■ What is needed ■
Will you transcribe the entries that follow, exactly and in full?

■ Data for processing ■
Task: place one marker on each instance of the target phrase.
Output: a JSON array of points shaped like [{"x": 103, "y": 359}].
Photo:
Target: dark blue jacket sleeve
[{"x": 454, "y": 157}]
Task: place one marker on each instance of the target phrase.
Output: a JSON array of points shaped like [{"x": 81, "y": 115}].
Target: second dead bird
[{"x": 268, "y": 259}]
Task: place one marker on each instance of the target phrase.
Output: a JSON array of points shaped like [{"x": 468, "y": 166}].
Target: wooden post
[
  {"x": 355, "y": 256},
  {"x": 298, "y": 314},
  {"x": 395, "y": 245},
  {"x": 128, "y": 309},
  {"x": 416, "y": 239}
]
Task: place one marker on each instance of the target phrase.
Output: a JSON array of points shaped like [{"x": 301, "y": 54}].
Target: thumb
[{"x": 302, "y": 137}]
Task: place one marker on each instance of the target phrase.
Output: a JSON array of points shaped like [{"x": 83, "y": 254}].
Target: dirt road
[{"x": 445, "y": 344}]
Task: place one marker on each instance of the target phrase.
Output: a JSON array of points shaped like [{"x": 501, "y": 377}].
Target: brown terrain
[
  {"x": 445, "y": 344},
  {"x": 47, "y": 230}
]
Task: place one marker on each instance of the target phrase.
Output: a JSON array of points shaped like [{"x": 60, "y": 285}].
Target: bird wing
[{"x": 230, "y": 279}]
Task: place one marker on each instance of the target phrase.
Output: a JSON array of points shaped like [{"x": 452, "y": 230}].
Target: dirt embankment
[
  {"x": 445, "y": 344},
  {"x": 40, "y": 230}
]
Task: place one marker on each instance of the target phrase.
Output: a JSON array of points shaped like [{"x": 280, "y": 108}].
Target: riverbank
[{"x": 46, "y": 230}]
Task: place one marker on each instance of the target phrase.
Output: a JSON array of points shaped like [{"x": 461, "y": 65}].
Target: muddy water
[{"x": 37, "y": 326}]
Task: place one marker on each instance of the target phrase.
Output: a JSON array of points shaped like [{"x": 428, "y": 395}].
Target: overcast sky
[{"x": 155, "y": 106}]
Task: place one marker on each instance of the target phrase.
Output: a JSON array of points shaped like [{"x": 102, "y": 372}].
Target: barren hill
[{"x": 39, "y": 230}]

■ Result for this task ■
Task: place one marker on each instance of the target phrase.
Output: a JSON array of points shaped like [{"x": 103, "y": 359}].
Photo:
Target: dark blue jacket sleeve
[{"x": 454, "y": 157}]
Task: place one marker on each instance of the target phrase.
Output: a JSON array of points shaped like [{"x": 81, "y": 115}].
Target: second dead bird
[{"x": 268, "y": 259}]
Task: place one marker on each instance of the target phrase.
Output: a JSON array of points shaped like [{"x": 468, "y": 166}].
Target: wooden post
[
  {"x": 355, "y": 256},
  {"x": 298, "y": 314},
  {"x": 395, "y": 245},
  {"x": 128, "y": 309},
  {"x": 416, "y": 239}
]
Task: place one marker on each instance of the target phrase.
Output: a JSON array of points shaped like [{"x": 301, "y": 54}].
Target: thumb
[{"x": 302, "y": 137}]
Task: place one marker on each instance of the target phrase.
Output: a JSON array of points shaped like [{"x": 83, "y": 254}].
Target: dirt road
[{"x": 445, "y": 344}]
Task: place one marker on each instance of the target phrase.
Output: a JSON array of points shaped like [{"x": 501, "y": 377}].
Target: brown terrain
[
  {"x": 445, "y": 344},
  {"x": 47, "y": 230}
]
Task: place one marker on each instance of the target phrase.
Output: a JSON array of points shaped like [{"x": 60, "y": 285}].
Target: bird wing
[{"x": 230, "y": 279}]
Task: place one marker on each instance of the target phrase.
Output: a JSON array of points shaped like [{"x": 452, "y": 230}].
Target: dirt embankment
[
  {"x": 445, "y": 344},
  {"x": 40, "y": 230}
]
Task: place one marker on each instance of the target phrase.
Output: a JSON array of points shaped like [{"x": 280, "y": 108}].
Target: riverbank
[{"x": 46, "y": 230}]
Task: place one marker on each instance of the target phrase.
Output: a JSON array of points shaped like [{"x": 461, "y": 65}].
Target: muddy water
[{"x": 37, "y": 326}]
Task: place one marker on each instance of the target phrase.
Output: a JSON array of points shaped like [{"x": 428, "y": 395}].
Target: overcast sky
[{"x": 155, "y": 106}]
Task: place one marker on each instance of the target phrase.
Output: a JSON array of points shaped like [{"x": 102, "y": 372}].
Target: barren hill
[{"x": 39, "y": 230}]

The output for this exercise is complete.